**Task description**
Rewrite the entries, from the first line up to and including the line containing "M273 164L307 164L312", as a Markdown table with the columns Row and Entry line. Omit blank lines and leave out the pictures.

(Dataset rows)
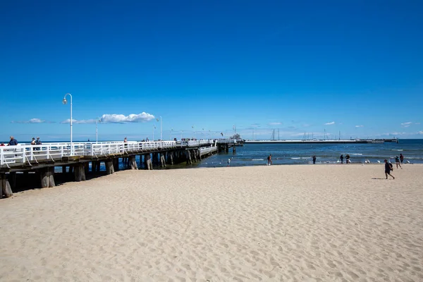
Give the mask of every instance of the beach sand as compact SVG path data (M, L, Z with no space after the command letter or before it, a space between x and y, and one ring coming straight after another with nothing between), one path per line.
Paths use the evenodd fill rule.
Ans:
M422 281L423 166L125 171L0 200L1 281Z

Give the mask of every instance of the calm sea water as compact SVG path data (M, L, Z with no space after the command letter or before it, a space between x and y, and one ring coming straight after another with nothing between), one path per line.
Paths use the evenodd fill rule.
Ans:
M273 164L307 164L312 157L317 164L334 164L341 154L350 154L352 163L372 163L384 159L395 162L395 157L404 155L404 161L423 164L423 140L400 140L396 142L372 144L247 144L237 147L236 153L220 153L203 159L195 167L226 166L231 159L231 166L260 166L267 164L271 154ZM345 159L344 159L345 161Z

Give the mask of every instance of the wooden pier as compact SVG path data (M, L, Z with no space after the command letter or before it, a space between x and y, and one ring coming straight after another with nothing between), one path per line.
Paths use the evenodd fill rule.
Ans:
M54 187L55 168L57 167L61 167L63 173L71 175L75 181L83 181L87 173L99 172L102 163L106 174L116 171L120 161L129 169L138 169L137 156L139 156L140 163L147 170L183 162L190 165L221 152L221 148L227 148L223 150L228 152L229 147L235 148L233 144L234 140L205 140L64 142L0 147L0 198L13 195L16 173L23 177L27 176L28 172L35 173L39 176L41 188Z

**Exercise solution**
| Row | Entry line |
|---|---|
| 1 | Give the mask of every instance of the beach sand as compact SVG path data (M, L, Z with no space after the command letter or before it, a space between x and y, and one ring coming straight after another with nothing between), one path per line. |
| 2 | Paths use the evenodd fill rule. |
| 3 | Ans: |
| 4 | M422 281L423 166L125 171L0 200L1 281Z |
| 5 | Give the mask of every instance of the calm sea water as compact SVG path data (M, L, Z with no space after the command letter or before it, a space between x and y, and one ring coming straight after another with nothing between), one path per line. |
| 6 | Paths use the evenodd fill rule. |
| 7 | Ans: |
| 8 | M273 164L307 164L312 157L317 164L334 164L341 154L350 154L352 163L372 163L384 159L395 162L395 157L404 155L404 161L423 164L423 140L400 140L396 142L372 144L247 144L237 147L236 153L220 153L203 159L195 167L226 166L231 159L231 166L260 166L267 164L271 154ZM345 159L344 159L345 161Z |